Extrait fourni:
▬▬▬▬▬▬▬▬▬▬
Les quatre châtellenies distraites de Montfort ont eu des fortunes diverses : Epernon et Rochefort ne sont pas rentrés au domaine ; Gambais y est revenu pour en sortir encore ; Houdan y est rentré pour y rester jusqu'à la fin. Le lien féodal a été successivement rompu entre Montfort et Epernon, Rochefort, Gambais et Néaufle.

C'est ce que nous allons voir en étudiant chacune des seigneuries dans l'ordre ci-dessus.

 

1° Epernon.

Laure de Montfort, fille d'Amaury III, dame d'Epernon en 1249, épousa Ferrand de Ponthieu ou de Castille, fils de Ferdinand II, roi de Castille et de Jeanne, comtesse de Ponthieu. A sa mort, en 1270, elle laissa Epernon à son fils Jean, comte d'Aumale. Le fils et héritier de celui-ci Jean II laissa deux filles, Blanche, comtesse d'Aumale et Jeanne dame d'Epernon (Voir Comte de Dion : Fiefs de Montfort, p. 22, note 2).
▬▬▬▬▬▬▬▬▬▬
Lignes fournies:

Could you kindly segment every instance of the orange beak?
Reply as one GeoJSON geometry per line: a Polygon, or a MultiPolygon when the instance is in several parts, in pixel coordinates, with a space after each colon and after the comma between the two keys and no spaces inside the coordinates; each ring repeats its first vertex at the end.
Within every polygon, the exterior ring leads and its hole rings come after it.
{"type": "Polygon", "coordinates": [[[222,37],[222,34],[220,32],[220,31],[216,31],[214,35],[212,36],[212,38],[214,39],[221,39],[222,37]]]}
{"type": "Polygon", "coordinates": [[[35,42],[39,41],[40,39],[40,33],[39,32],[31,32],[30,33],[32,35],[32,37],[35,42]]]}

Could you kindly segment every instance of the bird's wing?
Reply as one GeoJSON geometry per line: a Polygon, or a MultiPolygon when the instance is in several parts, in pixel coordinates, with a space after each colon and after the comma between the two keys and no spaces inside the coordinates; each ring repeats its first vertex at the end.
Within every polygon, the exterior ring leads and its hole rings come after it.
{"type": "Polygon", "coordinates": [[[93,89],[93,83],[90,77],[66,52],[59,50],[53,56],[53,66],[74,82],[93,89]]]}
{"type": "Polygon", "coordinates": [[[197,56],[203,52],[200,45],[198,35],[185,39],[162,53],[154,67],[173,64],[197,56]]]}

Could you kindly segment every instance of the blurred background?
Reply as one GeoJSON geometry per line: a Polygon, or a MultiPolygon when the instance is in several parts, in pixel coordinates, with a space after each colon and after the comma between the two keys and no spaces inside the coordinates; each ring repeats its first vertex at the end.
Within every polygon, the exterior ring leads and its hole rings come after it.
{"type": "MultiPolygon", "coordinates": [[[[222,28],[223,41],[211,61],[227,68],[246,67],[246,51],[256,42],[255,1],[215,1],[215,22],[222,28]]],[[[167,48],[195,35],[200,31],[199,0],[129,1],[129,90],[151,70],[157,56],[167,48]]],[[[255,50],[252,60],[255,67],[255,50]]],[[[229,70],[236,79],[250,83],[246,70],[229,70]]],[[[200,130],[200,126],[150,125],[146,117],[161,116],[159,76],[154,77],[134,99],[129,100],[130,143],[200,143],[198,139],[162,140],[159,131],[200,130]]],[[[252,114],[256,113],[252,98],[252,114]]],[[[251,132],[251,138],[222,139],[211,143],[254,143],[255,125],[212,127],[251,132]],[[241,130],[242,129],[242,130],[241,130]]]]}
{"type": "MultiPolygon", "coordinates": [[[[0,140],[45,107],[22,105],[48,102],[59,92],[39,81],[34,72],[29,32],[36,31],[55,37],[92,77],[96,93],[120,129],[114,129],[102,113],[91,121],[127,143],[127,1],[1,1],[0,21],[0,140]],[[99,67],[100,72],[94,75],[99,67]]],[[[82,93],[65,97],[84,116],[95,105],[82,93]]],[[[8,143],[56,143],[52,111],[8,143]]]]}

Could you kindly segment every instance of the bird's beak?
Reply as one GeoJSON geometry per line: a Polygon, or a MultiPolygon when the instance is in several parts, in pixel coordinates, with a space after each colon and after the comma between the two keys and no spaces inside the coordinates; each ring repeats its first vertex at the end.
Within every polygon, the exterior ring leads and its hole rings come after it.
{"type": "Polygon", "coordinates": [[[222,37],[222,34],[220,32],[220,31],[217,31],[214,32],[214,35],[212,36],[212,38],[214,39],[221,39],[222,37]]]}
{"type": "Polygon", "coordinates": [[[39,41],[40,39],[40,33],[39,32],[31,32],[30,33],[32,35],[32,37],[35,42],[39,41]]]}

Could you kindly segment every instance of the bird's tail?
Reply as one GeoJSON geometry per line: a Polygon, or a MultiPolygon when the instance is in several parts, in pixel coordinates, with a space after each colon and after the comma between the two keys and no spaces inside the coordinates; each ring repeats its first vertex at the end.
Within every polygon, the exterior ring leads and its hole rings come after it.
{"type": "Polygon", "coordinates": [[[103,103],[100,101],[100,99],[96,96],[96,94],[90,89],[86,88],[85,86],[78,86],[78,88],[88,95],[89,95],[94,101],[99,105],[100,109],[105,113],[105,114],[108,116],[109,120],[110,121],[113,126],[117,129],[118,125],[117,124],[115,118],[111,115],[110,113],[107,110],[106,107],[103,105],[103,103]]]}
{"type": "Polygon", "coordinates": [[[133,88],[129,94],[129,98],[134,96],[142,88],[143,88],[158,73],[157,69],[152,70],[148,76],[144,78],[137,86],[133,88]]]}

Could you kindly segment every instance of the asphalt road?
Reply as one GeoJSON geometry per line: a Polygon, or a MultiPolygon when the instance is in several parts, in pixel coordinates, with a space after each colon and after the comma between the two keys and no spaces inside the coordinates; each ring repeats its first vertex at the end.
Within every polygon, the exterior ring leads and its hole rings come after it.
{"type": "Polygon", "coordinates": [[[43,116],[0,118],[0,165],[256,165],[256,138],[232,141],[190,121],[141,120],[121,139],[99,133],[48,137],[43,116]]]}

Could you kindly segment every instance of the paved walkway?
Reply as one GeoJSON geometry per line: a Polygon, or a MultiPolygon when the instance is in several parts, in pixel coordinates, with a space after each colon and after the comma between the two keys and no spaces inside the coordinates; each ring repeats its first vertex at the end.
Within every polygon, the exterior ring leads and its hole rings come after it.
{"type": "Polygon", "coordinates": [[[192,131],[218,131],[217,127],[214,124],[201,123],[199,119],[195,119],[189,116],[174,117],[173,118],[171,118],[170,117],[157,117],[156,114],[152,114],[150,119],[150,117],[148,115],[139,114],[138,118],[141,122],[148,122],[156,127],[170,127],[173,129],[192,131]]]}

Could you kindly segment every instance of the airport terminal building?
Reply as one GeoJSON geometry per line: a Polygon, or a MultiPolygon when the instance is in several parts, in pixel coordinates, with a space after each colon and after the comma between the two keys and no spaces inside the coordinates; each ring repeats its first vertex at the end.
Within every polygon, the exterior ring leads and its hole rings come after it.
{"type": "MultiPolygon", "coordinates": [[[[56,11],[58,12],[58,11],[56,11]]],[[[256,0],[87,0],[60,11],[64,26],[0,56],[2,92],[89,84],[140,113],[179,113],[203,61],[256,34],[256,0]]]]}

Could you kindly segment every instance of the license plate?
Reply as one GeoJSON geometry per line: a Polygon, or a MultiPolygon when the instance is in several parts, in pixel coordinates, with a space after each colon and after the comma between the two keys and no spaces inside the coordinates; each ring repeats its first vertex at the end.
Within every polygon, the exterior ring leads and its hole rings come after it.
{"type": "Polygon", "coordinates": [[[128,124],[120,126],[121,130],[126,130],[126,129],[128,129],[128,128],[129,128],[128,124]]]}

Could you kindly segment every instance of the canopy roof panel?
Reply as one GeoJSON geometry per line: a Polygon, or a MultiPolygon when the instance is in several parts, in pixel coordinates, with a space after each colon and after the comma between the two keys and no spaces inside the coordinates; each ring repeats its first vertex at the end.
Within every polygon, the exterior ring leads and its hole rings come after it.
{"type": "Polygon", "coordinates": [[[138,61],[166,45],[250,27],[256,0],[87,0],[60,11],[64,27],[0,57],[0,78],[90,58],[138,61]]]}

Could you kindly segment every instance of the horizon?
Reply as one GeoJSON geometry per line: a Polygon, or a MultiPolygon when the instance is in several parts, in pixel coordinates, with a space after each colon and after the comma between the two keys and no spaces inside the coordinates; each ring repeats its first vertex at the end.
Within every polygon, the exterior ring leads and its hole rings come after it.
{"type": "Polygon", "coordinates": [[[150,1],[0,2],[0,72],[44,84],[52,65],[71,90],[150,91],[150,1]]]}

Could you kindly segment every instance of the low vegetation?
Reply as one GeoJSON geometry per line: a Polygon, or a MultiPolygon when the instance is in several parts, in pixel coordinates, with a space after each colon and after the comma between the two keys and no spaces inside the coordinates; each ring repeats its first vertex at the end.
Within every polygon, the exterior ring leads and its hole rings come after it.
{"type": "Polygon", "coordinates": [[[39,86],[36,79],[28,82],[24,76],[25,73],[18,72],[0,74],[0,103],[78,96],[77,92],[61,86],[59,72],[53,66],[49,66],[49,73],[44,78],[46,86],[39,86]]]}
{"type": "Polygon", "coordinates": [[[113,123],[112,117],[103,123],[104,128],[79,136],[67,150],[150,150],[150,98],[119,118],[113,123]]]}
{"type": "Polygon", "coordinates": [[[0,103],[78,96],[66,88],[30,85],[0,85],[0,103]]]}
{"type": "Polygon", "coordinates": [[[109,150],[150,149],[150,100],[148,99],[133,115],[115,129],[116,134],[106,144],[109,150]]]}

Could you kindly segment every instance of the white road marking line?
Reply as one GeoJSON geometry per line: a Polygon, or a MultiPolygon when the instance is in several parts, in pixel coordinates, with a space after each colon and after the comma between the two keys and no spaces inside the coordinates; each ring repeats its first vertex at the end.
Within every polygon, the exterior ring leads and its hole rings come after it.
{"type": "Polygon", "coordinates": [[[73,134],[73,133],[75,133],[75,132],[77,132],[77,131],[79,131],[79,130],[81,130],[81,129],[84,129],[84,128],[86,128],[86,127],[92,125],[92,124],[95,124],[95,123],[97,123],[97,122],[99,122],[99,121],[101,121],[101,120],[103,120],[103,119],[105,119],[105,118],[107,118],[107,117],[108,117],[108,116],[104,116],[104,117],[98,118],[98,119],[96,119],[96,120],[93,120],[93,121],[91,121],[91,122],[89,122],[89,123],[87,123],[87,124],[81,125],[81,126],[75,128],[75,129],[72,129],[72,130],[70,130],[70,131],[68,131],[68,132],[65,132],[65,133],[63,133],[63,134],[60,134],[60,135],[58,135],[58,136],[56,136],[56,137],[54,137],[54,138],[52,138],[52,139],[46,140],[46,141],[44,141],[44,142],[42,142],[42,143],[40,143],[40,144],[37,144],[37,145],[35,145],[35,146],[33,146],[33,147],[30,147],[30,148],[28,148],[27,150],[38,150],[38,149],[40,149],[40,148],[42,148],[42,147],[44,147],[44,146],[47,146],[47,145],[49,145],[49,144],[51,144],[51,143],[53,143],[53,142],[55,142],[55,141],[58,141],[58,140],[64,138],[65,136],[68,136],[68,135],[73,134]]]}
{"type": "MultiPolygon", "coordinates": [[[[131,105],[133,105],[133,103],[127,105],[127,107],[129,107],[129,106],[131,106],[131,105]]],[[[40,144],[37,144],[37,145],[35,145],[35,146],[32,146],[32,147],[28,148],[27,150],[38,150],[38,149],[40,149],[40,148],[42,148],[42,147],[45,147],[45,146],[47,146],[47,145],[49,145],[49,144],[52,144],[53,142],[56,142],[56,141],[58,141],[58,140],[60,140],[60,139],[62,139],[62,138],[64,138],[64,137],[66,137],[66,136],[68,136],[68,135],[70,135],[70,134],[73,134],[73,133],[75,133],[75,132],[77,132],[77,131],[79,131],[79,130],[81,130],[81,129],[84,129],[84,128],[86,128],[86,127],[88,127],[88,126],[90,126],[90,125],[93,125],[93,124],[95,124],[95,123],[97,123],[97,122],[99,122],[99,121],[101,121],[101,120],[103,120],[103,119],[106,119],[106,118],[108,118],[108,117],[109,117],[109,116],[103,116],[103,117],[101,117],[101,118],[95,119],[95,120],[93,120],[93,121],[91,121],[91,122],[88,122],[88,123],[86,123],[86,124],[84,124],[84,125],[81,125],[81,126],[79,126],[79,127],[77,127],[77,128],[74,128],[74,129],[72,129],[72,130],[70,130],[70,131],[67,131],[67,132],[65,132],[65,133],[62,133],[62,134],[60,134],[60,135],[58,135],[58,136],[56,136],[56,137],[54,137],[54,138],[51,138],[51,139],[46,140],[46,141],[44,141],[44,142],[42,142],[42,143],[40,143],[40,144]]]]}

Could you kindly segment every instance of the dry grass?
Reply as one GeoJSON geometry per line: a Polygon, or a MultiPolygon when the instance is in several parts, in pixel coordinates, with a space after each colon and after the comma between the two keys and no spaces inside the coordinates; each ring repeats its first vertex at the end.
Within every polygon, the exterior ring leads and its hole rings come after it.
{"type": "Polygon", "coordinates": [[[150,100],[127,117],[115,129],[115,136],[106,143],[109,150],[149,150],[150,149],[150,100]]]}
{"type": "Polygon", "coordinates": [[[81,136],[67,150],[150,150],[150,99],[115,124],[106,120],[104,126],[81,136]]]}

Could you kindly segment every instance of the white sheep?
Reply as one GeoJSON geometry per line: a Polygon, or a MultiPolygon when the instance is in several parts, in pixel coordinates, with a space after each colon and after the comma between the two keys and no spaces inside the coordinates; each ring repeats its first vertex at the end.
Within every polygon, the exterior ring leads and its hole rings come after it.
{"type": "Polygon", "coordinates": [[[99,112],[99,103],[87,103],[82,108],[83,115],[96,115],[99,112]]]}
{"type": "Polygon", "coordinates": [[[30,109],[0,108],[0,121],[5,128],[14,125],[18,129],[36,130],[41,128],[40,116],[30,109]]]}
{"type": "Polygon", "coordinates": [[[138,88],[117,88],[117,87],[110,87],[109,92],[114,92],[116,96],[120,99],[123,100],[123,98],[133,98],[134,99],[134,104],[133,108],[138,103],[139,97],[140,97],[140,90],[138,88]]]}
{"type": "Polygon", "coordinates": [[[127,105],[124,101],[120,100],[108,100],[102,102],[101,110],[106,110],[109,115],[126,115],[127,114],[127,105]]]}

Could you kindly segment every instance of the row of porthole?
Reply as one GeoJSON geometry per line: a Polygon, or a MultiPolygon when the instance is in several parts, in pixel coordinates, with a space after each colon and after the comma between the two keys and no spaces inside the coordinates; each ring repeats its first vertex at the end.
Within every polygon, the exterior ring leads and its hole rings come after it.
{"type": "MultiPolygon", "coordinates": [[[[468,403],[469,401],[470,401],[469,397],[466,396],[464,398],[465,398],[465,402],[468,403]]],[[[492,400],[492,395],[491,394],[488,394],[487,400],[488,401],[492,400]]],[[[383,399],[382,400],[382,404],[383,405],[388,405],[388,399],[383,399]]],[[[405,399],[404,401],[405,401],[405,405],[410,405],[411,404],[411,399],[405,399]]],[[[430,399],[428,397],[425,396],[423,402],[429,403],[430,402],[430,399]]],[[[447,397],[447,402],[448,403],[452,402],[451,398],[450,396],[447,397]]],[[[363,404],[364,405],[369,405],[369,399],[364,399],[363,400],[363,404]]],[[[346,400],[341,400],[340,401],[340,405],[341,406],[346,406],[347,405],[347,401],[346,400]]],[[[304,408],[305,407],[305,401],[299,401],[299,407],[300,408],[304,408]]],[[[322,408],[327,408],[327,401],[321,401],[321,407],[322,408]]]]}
▬▬▬▬▬▬▬▬▬▬
Défis:
1. Répondez aux questions suivantes à partir de l'extrait sur les seigneuries de Montfort :
(a) Quelle châtellenie est rentrée au domaine pour y rester jusqu'à la fin ?
(b) En quelle année Laure de Montfort est-elle morte ?
(c) Quel titre portait Blanche, fille de Jean II ?
2. Reprenez l'extrait sur les seigneuries de Montfort après sa dernière phrase et poursuivez-le.

Réponses aux tâches:
1.
(a) Houdan.
(b) En 1270.
(c) Comtesse d'Aumale.

2.
Celle-ci épousa Jean VI de Vendôme, dont la fille, Catherine, devenue femme de Jean de Bourbon, comte de la Marche, porta Vendôme et Epernon dans la maison de Bourbon (1364). Epernon passa de proche en proche à leurs descendants, comtes puis ducs (1515) de Vendôme. Leur cinquième descendant fut Antoine, Roi de Navarre, qui mourut en 1562. Son fils, qui allait être le Roi Henri IV, hérita Epernon ; et, avant de monter sur le trône, le vendit à Jean-Louis de Nogaret, en faveur duquel Henri III l'érigea en duché-pairie (novembre 1581).

 

2° Rochefort.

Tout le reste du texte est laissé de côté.